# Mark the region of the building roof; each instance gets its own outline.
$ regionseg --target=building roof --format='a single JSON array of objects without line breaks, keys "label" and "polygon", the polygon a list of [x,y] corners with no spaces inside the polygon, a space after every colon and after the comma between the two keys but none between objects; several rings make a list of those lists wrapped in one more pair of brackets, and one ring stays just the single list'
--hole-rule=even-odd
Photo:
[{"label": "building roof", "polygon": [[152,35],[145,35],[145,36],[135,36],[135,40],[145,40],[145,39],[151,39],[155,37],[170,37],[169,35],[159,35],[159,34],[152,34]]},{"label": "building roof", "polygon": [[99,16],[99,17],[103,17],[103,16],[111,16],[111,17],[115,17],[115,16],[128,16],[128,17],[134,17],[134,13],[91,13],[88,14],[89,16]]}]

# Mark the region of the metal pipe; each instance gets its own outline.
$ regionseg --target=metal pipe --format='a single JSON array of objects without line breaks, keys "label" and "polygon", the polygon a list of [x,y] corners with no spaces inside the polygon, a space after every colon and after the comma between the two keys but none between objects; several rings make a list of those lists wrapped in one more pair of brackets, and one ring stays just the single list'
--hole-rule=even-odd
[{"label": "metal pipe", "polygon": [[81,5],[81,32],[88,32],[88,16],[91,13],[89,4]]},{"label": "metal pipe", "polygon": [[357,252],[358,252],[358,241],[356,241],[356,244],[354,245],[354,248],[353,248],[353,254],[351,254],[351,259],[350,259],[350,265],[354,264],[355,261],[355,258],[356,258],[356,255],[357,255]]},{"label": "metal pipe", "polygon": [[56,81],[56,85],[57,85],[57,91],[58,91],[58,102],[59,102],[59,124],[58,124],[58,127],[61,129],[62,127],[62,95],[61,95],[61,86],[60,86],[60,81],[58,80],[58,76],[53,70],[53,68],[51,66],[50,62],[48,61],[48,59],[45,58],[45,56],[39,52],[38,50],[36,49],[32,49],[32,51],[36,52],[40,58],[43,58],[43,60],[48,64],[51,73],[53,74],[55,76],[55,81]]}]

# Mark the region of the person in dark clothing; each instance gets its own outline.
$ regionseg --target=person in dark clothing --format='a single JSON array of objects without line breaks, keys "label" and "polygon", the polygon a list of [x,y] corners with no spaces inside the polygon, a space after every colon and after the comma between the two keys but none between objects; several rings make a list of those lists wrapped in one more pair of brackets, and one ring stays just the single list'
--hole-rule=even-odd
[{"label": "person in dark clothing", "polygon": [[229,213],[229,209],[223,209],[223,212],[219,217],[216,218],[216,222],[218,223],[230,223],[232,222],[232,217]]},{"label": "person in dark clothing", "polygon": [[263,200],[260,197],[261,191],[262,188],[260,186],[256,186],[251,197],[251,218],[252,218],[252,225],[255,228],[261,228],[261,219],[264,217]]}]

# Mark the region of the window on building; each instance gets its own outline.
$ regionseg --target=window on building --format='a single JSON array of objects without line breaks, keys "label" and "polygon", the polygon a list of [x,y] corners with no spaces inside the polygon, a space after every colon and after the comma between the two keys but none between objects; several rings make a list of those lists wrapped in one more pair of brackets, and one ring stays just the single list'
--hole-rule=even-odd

TASK DESCRIPTION = Reproduce verbatim the data above, from its first line up to and including the line with "regionseg --target=building roof".

SOLUTION FOR THIS PROBLEM =
# Mark the region of the building roof; each instance gets its own outline.
$ regionseg --target=building roof --format='a single JSON array of objects without line breaks, keys "label" and "polygon", the polygon a list of [x,y] corners with no spaces inside the polygon, a space after every colon and after the comma between the two keys but none between objects; several rings make a list of those lists wrapped in one more pair of brackets, and one ring stays just the single list'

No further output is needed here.